» **Texte de la page**:
◆ ◆ ◆ ◆ ◆ ◆ ◆

Les rythmes scolaires par-ci, les rythmes
scolaires par-là, tout le monde n’en a plus que pour ces fameux rythmes
scolaires. Chacun y va de sa petite idée, de sa prise de position. Il y a
d’abord les sceptiques qui affirment que ce débat n’entrainera que des
changements en surface et qu’on laissera les problèmes là où ils sont, comme si
pour faire plus propre on enfouissait les saletés sous le tapis. Il y a aussi
ceux qui pensent que c’est le problème majeur et que si la question est bien
traitée, cela permettra de rendre l’école plus vivable pour nos enfants (à
condition qu’on ne se soit occupé que d’eux dans nos débats) et, par voie de
conséquence, cela entrainera une amélioration des résultats scolaires :
moins fatigués donc plus concentrés d’où plus de réussite. Enfin, il y a ceux
qui pensent que la question des rythmes scolaires doit être abordée
conjointement avec celle du contenu des programmes scolaires, et donc de la
finalité de l’école. Nous nous plaçons parmi ceux-ci, à la différence près que
nous ajoutons la remise en question du financement de l’Ecole dans les thèmes
devant être connexes à celui des rythmes scolaires.
Revenons quelques instants sur la finalité de
l’Ecole. Cette question, ô combien complexe, entraîne elle aussi son lot de
réponses, toutes plus ou moins dépendantes d’une certaine vision de la société.
L’Ecole doit-elle apprendre à maîtriser les savoirs fondamentaux permettant de
se « débrouiller » dans la vie, comme on apprend à se servir d’outils
pour réparer sa voiture ? L’Ecole forme-t-elle des citoyens autonomes et
critiques qui, au-delà de savoirs, doivent acquérir une réflexion, une capacité
à puiser l’information là où elle se trouve et de la critiquer ? Et puis,
il y a le numérique qui donne un accès à tout type d’informations
immédiatement. Avant, seul dans la forêt, il fallait se souvenir si notre
maître(sse) disait que la mousse pousse côté Sud ou côté Nord sur le tronc des
arbres ? Maintenant, on regarde la boussole de son iPhone … si tant est
qu’il y ait du réseau … Les temps changent et l’Ecole n’est plus le lieu
principal d’apprentissage. Les jeunes apprennent tous les jours de nouvelles
informations mais sont de moins en moins aptes à les trier. Par exemple, sur
internet, on trouve de tout. Nos élèves « boivent » ce qui s’y dit
sans regard critique. D’un autre côté, nos jeunes apprennent de nombreuses
choses de manière informelle (dans les jeux vidéo par exemple) et n’osent pas
s’en servir car ils se disent que ce n’est pas un savoir « valable »

◆ ◆ ◆ ◆ ◆ ◆ ◆

» **Données fournies**:
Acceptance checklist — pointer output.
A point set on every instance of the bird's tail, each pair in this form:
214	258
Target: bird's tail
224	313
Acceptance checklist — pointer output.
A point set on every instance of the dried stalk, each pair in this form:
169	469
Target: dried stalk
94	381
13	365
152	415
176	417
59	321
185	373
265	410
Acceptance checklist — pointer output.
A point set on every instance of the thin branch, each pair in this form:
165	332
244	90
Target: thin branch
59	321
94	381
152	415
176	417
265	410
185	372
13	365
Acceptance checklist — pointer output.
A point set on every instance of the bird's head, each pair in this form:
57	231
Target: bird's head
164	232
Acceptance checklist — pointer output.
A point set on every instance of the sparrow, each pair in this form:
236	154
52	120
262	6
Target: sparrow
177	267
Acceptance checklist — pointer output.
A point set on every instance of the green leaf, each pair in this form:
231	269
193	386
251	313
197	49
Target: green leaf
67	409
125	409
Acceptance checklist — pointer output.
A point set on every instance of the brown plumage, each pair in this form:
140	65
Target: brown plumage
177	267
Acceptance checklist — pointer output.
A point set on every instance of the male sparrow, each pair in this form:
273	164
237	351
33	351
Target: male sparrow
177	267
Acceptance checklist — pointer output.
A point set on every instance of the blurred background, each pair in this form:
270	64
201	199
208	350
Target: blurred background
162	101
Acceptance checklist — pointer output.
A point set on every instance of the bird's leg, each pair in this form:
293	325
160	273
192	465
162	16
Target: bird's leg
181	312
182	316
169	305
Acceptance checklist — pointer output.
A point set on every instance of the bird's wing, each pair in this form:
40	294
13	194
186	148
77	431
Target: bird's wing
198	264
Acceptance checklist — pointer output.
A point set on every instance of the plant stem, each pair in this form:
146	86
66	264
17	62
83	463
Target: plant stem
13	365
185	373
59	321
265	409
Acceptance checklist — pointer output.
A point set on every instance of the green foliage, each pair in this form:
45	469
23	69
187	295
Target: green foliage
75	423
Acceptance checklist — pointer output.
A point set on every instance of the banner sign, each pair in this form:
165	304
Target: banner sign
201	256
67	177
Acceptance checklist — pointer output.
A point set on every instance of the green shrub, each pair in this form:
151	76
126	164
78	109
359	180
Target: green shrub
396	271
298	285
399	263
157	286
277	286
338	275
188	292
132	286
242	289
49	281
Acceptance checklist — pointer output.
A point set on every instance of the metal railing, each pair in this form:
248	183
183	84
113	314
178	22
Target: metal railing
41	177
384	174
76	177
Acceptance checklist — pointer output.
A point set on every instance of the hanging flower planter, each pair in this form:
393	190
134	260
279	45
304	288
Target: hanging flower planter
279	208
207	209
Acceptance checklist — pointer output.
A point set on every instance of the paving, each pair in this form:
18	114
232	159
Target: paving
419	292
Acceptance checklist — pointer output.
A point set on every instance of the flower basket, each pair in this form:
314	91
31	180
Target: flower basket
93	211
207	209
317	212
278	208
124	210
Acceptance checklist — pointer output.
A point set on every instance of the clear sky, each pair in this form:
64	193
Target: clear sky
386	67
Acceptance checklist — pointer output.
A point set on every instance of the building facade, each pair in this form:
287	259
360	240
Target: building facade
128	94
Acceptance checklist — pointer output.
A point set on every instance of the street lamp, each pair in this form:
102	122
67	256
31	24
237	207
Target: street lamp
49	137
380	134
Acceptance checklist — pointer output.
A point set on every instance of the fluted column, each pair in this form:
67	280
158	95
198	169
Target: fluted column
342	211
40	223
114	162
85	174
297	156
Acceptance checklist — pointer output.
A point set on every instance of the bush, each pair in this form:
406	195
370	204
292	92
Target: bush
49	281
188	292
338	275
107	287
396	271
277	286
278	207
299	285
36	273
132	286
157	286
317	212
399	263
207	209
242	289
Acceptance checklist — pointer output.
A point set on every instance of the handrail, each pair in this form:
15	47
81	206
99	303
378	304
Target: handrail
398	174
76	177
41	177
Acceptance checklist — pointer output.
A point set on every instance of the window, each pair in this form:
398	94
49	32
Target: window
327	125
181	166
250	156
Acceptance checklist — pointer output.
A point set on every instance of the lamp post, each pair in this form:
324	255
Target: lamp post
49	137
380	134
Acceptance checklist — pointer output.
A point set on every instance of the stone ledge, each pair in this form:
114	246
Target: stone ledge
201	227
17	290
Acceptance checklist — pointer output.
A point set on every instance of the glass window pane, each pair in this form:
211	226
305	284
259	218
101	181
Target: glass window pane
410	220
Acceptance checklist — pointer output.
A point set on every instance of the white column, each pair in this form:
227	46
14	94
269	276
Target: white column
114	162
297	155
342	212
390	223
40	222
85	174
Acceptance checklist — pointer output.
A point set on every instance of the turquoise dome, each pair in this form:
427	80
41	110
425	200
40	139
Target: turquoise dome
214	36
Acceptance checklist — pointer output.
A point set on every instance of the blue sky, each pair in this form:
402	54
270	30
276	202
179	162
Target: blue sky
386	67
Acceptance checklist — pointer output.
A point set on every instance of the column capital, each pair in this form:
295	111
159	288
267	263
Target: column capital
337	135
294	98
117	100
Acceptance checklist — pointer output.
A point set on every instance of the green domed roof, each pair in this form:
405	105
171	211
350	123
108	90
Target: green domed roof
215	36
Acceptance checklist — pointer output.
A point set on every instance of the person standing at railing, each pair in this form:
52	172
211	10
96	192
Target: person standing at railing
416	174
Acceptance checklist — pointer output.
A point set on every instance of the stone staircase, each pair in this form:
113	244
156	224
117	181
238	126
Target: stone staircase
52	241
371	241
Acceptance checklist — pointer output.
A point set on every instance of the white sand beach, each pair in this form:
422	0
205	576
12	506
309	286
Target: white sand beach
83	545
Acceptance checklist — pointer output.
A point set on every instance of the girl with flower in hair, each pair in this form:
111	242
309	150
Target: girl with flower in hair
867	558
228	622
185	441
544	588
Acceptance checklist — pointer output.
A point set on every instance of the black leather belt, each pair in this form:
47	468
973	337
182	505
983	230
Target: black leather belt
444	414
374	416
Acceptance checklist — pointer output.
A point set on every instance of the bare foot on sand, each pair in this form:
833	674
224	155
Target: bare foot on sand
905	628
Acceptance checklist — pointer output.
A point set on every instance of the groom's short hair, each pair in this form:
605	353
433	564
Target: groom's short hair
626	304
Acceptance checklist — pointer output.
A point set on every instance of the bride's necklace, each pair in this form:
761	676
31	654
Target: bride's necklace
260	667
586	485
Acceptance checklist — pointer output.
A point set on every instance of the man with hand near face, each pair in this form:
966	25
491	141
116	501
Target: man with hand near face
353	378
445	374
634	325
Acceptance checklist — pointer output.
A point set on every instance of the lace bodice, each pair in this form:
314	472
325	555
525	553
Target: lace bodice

◆ ◆ ◆ ◆ ◆ ◆ ◆

» **Consigne à suivre**:
Recopiez le passage du texte sur les rythmes scolaires qui commence par « Revenons quelques instants » et se poursuit jusqu'à « de la société. ».

» **Corrigé de l'exercice**:
Revenons quelques instants sur la finalité de
l’Ecole. Cette question, ô combien complexe, entraîne elle aussi son lot de
réponses, toutes plus ou moins dépendantes d’une certaine vision de la société.